+++ PAGE EXCERPT

Intel is planning for PCIe5 in 2021 (skipping on PCIe4), so AMD having gen 5 support in that generation would not be too unexpected. Though with the seperation of IO/compute dies I would not be suprised if PCIe5 would only appear in EPYC/Threadripper components.
I expect that the upcoming Ryzen socket refresh (AM5, which is expected to come with Zen 4/Ryzen 5xxx) to have support for (or even require) DDR5, as by then DDR5 will already be available for a year.
In the server market where the extra bandwidth is actually useful, the transition from PCIe 3 to PCIe 4 is pretty far along. Switches, NICs, SSDs and FPGAs supporting PCIe 4 are all either available or announced, and server-class GPUs should also show up next year. Most of those products have good reason to continue on to PCIe 5 as soon as suitable hosts are on the way.

++++++
+++ RAW DATA

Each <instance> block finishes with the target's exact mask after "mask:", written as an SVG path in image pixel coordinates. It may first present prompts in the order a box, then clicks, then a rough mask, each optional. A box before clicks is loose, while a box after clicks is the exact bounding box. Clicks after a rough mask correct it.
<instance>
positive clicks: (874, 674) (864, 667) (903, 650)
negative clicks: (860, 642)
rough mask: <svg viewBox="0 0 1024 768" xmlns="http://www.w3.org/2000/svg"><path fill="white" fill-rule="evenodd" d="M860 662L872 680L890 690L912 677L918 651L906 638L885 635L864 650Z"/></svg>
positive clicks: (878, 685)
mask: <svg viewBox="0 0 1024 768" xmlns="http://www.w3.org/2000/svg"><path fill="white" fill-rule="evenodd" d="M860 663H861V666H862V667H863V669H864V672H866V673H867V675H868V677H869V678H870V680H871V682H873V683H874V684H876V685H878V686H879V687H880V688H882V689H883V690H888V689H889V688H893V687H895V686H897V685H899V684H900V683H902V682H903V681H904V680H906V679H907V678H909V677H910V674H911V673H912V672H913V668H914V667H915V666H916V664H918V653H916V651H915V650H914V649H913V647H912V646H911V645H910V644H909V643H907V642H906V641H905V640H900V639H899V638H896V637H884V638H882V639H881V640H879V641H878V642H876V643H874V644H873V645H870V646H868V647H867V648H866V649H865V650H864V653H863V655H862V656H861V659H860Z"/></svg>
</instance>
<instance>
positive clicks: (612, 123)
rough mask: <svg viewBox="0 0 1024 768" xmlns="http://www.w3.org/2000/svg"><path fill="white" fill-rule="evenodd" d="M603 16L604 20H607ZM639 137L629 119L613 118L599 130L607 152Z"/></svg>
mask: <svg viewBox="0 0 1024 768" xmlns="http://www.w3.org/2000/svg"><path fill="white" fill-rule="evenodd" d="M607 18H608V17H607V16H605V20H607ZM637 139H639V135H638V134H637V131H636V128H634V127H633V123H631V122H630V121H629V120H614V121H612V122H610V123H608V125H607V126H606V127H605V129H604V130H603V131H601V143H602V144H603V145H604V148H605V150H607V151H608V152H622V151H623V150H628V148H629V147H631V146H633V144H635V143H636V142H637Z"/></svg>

++++++

→ WHAT TO DO
(a) Check each statement against the comments on PCIe and DDR5 support and answer yes or no, quoting the deciding words: (i) Intel plans to skip PCIe4. (ii) The writer expects AM5 to arrive with Zen 3. (iii) In the server market, the move from PCIe 3 to PCIe 4 has barely begun.
(b) Please carry on the comments on PCIe and DDR5 support from their last sentence.

→ TASK-BY-TASK RESULTS
(a)
(i) Yes: "Intel is planning for PCIe5 in 2021 (skipping on PCIe4)"
(ii) No: "AM5, which is expected to come with Zen 4/Ryzen 5xxx"
(iii) No: "the transition from PCIe 3 to PCIe 4 is pretty far along"

(b)
Server-class GPUs kinda showed up first, or at least at the same time: Radeon Instinct MI50 was the first PCIe 4 GPU ever. (The consumer Radeon VII is the same chip)
I expect that the upcoming Ryzen socket refresh (AM5, which is expected to come with Zen 4/Ryzen 5xxx) to have support for (or even require) DDR5, as by then DDR5 will already be available for a year.